__SOURCE PASSAGE__.
▬▬▬

By storing the historical data in such a manner, the server is able
to reconstruct views on history tables at arbitrary points in time
in history. The physical separation of old and recent data allows
fast access to the relatively small recent data which fits well
into processor caches, whereas the potential large historical data
can be stored and processed on additional hardware or swapped out
of memory if the application does require historical views on data
only occasionally.
[0016] FIG. 1 illustrates an in-memory computing engine (IMCE) 102
for executing high speed analytics on business data. One example of
the IMCE 102 is the In-Memory Appliance named HANA.TM. developed by
SAP AG of Walldorf, Germany. The IMCE 102 is a hardware and
software platform that enables real-time transactional analysis of
huge amounts of business data stored in main memory of a server
system. The IMCE 102 executes one or more business applications
directed by a client computer 103, such as enterprise resource
planning (ERP), customer relationship management (CRM), or business
intelligence (BI) on any available data in an in-memory database
106. The IMCE 102 can also persist other sources of data and result
records in a disk storage 105 for long-term storage or secondary
access.
[0017] The IMCE 102 includes a CPU 104, implemented as a data
processor, for executing software instructions and DML operations
on data stored in the in-memory database 106. The in-memory
database 106 is implemented as main memory such as dynamic random
access memory (DRAM) or other solid state memory, and includes a
calculation engine 108, a row storage 110, and a column storage
112.

▬▬▬

Dataset lines:
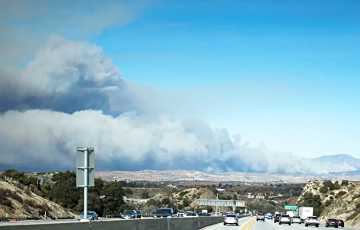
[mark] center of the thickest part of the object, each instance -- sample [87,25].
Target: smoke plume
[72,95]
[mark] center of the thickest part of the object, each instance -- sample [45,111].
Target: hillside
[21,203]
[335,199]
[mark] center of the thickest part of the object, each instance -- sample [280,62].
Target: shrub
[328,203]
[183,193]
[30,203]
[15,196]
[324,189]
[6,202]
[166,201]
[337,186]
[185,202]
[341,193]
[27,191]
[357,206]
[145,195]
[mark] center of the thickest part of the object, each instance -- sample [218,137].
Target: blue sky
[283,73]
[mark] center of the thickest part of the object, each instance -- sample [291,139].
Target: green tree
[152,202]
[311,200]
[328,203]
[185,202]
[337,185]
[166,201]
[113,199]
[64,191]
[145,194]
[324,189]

▬▬▬

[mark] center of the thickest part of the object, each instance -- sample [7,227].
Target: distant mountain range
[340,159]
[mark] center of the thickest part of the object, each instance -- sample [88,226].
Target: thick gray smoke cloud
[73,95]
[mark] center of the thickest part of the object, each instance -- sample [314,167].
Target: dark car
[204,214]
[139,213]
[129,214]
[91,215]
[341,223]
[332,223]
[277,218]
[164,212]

▬▬▬

__TASK A__. According to the source passage, which company developed the In-Memory Appliance named HANA.TM.?
__TASK B__. Return the span of the source passage that begins at the words "By storing the" and ends after the words "only occasionally.".
__TASK C__. List every component that the source passage says the in-memory database 106 includes.

__EXERCISE SOLUTION A__. SAP AG of Walldorf, Germany

__EXERCISE SOLUTION B__.
By storing the historical data in such a manner, the server is able
to reconstruct views on history tables at arbitrary points in time
in history. The physical separation of old and recent data allows
fast access to the relatively small recent data which fits well
into processor caches, whereas the potential large historical data
can be stored and processed on additional hardware or swapped out
of memory if the application does require historical views on data
only occasionally.

__EXERCISE SOLUTION C__.
calculation engine 108
row storage 110
column storage 112